◆ Records to use:

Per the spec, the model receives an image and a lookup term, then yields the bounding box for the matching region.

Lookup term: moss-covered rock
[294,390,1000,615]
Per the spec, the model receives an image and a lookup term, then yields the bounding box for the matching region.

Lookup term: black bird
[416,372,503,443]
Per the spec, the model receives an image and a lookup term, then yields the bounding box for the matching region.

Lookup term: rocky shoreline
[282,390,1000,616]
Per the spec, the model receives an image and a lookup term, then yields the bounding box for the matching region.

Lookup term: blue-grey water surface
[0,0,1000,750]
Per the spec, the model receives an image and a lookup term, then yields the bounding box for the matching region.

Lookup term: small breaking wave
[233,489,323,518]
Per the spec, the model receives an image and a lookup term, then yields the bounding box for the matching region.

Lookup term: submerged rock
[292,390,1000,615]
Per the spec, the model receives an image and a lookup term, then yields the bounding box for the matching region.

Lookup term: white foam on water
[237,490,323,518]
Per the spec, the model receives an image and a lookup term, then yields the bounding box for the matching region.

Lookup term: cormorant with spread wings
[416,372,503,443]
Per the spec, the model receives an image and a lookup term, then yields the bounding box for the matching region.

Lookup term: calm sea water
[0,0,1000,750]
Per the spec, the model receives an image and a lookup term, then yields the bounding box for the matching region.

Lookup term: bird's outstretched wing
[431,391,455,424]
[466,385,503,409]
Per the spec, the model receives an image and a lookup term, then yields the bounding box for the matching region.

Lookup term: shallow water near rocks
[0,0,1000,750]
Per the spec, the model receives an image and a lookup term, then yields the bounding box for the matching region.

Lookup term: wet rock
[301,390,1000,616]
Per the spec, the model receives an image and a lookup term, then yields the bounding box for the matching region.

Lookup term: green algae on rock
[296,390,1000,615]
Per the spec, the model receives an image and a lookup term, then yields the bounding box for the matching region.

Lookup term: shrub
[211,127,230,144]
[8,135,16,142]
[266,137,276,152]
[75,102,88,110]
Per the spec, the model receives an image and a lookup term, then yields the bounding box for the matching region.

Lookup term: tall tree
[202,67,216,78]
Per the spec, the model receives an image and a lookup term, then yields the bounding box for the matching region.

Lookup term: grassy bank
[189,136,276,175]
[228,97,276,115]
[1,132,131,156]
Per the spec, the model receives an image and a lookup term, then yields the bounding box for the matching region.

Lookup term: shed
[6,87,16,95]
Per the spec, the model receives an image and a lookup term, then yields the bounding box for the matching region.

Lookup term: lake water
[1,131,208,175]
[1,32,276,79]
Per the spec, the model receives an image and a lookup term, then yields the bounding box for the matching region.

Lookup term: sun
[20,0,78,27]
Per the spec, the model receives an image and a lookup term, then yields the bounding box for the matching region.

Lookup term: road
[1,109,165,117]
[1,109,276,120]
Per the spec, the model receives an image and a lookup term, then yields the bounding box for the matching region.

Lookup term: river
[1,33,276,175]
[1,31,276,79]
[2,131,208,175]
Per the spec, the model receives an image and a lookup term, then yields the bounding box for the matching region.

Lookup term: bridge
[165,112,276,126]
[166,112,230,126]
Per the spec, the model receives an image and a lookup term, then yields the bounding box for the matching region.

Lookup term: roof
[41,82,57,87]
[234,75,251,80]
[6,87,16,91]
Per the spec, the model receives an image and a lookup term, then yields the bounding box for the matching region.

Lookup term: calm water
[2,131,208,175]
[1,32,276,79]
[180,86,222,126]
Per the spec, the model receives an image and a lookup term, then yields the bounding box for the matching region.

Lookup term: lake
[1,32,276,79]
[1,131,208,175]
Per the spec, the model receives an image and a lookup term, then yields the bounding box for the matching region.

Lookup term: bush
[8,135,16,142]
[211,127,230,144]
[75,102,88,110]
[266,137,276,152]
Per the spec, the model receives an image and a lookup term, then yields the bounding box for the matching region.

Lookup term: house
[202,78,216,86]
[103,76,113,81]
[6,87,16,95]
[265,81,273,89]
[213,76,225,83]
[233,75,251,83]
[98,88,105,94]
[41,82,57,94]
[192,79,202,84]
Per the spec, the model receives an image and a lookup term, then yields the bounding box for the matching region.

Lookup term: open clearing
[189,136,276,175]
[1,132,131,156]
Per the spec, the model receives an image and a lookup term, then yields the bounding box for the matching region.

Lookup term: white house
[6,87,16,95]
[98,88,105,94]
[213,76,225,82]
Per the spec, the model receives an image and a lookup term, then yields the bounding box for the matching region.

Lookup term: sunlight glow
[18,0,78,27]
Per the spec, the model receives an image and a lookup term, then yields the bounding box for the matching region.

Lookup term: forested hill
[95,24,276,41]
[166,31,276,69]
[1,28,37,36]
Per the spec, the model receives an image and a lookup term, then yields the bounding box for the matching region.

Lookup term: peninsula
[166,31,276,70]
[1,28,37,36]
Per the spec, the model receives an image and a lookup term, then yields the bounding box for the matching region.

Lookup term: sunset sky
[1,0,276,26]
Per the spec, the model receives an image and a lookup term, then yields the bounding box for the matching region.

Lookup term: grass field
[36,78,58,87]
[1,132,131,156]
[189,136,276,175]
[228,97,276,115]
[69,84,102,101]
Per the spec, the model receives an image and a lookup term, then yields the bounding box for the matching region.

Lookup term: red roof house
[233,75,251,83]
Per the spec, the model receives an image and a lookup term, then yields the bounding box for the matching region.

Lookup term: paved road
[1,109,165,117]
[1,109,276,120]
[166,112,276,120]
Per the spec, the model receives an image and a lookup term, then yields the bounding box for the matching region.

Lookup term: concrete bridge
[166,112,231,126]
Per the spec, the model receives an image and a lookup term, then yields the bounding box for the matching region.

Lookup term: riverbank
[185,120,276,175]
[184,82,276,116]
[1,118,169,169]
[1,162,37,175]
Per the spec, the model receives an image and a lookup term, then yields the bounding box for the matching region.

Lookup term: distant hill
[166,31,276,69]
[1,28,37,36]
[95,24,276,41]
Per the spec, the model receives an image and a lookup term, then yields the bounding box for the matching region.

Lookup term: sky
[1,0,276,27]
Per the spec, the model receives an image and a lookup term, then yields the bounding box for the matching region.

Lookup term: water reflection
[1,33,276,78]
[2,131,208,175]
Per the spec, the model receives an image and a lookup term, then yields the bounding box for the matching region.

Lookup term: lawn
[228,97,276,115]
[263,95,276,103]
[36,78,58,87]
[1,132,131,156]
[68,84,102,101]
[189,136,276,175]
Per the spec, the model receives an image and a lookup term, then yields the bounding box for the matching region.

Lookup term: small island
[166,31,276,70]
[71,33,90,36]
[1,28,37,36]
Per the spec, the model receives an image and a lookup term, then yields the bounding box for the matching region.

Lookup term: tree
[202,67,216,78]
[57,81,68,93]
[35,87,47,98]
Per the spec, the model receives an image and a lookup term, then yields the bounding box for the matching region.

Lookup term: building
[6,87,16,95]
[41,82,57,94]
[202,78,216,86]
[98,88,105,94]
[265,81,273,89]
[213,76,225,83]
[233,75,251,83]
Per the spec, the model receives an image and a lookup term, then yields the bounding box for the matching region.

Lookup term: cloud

◆ Set exercise: Determine how many lines in the listing above contain the string "small", treating uppercase and lowercase letters as distinct. Give only the number.

◆ Output for this task: 2